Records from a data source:
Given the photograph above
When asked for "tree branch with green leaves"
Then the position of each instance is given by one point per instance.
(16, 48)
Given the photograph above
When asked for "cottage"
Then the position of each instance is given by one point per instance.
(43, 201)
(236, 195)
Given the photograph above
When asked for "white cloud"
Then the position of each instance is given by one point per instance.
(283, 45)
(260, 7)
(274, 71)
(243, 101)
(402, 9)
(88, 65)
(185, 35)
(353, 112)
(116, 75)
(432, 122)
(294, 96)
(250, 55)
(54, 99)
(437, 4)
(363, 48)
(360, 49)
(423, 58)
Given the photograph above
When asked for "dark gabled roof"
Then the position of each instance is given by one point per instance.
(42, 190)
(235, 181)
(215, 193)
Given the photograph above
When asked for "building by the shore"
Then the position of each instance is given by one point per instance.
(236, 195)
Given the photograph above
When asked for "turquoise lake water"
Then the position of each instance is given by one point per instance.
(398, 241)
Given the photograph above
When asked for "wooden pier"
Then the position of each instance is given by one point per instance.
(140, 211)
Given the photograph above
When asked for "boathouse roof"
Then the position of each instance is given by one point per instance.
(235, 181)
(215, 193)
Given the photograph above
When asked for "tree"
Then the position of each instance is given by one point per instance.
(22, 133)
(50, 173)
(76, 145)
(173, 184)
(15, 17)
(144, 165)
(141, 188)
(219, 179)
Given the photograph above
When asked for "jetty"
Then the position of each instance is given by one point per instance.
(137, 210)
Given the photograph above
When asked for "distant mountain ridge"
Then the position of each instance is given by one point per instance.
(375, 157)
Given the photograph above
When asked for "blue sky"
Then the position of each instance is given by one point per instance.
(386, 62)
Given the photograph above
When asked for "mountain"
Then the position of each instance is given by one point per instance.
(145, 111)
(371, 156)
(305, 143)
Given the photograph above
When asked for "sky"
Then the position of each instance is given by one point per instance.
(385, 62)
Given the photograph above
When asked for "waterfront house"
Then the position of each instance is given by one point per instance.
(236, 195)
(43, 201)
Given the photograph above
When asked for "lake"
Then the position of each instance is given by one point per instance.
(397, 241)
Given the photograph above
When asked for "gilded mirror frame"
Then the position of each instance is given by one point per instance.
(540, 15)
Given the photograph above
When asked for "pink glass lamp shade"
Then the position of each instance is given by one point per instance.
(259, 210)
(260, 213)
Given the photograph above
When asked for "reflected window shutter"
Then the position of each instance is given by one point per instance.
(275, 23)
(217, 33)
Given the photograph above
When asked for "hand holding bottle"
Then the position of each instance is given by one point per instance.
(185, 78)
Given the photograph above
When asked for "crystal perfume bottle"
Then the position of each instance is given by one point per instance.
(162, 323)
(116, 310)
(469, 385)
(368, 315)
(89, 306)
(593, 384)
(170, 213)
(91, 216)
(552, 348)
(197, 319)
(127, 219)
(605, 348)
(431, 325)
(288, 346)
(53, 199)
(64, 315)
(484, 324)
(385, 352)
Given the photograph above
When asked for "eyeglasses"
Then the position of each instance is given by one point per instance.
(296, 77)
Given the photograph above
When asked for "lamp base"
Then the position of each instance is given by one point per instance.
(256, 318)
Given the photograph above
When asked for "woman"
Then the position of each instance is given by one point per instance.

What needs to be done:
Exactly as shown, repeat every record.

Finished task:
Given the photograph above
When asked for "tree branch with green leaves"
Then the position of each instance is given by one point per instance.
(16, 48)
Given the photograph above
When asked for "cottage"
Then the position of each instance is given by one point per instance.
(43, 201)
(236, 195)
Given the photograph above
When asked for "white cloud"
Then the position of each instance is given by one point per instance.
(283, 45)
(260, 7)
(274, 71)
(243, 101)
(402, 9)
(88, 65)
(185, 35)
(353, 112)
(116, 75)
(432, 122)
(294, 96)
(250, 55)
(54, 99)
(437, 4)
(363, 48)
(360, 49)
(423, 58)
Given the photograph above
When asked for "dark gabled roof"
Then the position of each instance is given by one point per instance.
(42, 190)
(235, 181)
(215, 193)
Given the photograph above
When asked for "building by the shore"
Then the position of each instance is given by one point per instance.
(236, 195)
Given the photograph above
When asked for "turquoise lake water"
Then the position of each instance is given by one point per instance.
(398, 241)
Given the photograph above
When asked for "wooden pier"
Then the position of each instance is given by one point per instance.
(140, 211)
Given the photograph above
When asked for "boathouse roof"
Then the position of each instance is given by one point per instance.
(235, 181)
(215, 193)
Given the photograph above
When asked for "tree"
Then the position of each instance is given by one point per instance.
(22, 133)
(50, 173)
(76, 145)
(173, 184)
(15, 17)
(144, 165)
(141, 188)
(219, 179)
Given the photograph above
When asked for "jetty"
Then the position of each instance is given by one point per instance.
(137, 210)
Given the photograph above
When asked for "distant mountain ridge"
Then the position of each instance is given by one point per instance.
(375, 157)
Given the photograph above
When asked for "blue sky"
Then the position of each instance is given by one point per instance.
(386, 62)
Given the photograph above
When asked for "mountain"
Then the position of each instance is given by one point per instance.
(145, 111)
(371, 156)
(305, 143)
Given the photograph above
When asked for "sky"
Then the position of each instance is given by one point per instance.
(385, 62)
Given the photograph above
When asked for "waterfront house"
Then the position of each instance is given by one point per instance.
(236, 195)
(43, 201)
Given the photograph above
When asked for "lake"
Then the position of each instance is given by one point per instance.
(397, 241)
Given the photograph above
When asked for "gilded mirror frame"
Then the position of each instance is given by one point per instance.
(540, 15)
Given the photograph above
When asked for "pink glass lamp shade"
Then the position of each instance is given by one point per instance.
(259, 210)
(260, 213)
Given the photograph above
When asked for "reflected window shutter"
Then the position of each instance is given by one point per instance.
(275, 23)
(217, 33)
Given the photograph above
When asked for "hand holding bottle"
Then the position of each instance is given by one point per instance.
(185, 78)
Given the photograph above
When asked for "crystal perfume bottle"
Then the position of each instance is given by one point per instance.
(162, 323)
(116, 310)
(469, 385)
(368, 315)
(89, 306)
(593, 384)
(170, 213)
(91, 216)
(552, 348)
(197, 319)
(127, 219)
(605, 348)
(431, 325)
(288, 346)
(53, 199)
(64, 315)
(484, 324)
(385, 352)
Given the photograph above
When asked for "eyeglasses"
Then the position of each instance is given by one point per instance.
(296, 77)
Given the photograph above
When asked for "lamp base"
Then the position of each instance is given by one point per instance.
(256, 318)
Given the photograph above
When asked for "woman"
Then the position of each instance is given by one point per instance.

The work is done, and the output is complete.